The sweet science of boxing taught in a fun and engaging manner. Train and get fit while learning world class technique from elite martial artists. Wether its your first day lacing up or you're a seasoned pro, this class will challenge you and help you reach your goals!

The Importance of boxing 

It can be argued that boxing is the most important striking art for combat. This is mainly based on the overall coordination and body awareness possessed by us as human beings. We do everything with our hands. We eat with our hands, write with our hands, open doors, paint, text, steer vehicles the list goes on and on. All of these are very detail-oriented meaning they require a high level of coordination, range of motion, and dexterity. The day to day use of our legs however, requires a much more limited range of motion, coordination and dexterity. This is easily demonstrated as things that are incredibly easy with our arms are almost impossible for untrained people to do using their legs. Try opening a cupboard door for instance, it's really difficult! Of course, it's difficult to use your toes like fingers but that’s not the point. Trying to even get your leg into the positions necessary to accomplish this makes it quite evident that its highly difficult. There are some exceptions to these rules of course but as they say “the exception proves the rule”. Boxing is the most important because its mastery of our most coordinated appendages, the arms and hands.

**Data extracts**
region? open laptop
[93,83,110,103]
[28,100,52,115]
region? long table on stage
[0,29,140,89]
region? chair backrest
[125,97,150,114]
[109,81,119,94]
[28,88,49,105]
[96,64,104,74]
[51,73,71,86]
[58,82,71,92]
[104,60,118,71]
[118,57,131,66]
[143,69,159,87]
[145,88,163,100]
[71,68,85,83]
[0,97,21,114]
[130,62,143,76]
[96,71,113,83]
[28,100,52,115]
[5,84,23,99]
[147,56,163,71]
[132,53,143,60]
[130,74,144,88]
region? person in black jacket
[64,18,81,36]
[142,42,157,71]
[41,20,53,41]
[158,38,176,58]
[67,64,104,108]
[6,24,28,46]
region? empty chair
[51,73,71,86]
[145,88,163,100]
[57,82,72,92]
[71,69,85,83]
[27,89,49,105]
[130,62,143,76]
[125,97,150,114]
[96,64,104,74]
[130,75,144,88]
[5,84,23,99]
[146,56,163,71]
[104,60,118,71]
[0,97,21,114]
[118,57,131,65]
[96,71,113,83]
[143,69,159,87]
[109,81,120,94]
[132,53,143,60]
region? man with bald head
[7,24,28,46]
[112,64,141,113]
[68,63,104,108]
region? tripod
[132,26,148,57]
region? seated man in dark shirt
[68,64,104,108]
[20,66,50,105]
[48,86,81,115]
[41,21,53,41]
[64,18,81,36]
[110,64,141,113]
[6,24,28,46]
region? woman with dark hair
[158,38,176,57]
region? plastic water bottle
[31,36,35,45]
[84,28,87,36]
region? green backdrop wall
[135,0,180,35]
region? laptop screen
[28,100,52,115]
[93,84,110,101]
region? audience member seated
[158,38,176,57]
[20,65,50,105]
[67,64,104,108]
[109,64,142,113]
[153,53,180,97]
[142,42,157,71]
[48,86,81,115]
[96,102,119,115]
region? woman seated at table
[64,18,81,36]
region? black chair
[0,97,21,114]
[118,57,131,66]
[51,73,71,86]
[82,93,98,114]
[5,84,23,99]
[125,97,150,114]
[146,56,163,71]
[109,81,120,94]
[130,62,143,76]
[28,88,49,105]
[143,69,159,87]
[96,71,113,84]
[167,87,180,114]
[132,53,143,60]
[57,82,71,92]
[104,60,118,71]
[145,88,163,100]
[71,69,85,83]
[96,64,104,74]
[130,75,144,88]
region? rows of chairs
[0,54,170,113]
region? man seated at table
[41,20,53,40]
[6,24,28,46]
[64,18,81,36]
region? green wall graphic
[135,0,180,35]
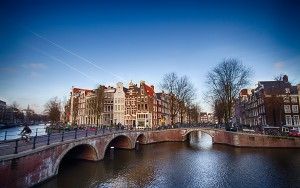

**What to work on**
Reproduce verbatim the portion of the boxing text that begins at the words "The sweet science" and stops after the words "reach your goals!".

**The completed task**
The sweet science of boxing taught in a fun and engaging manner. Train and get fit while learning world class technique from elite martial artists. Wether its your first day lacing up or you're a seasoned pro, this class will challenge you and help you reach your goals!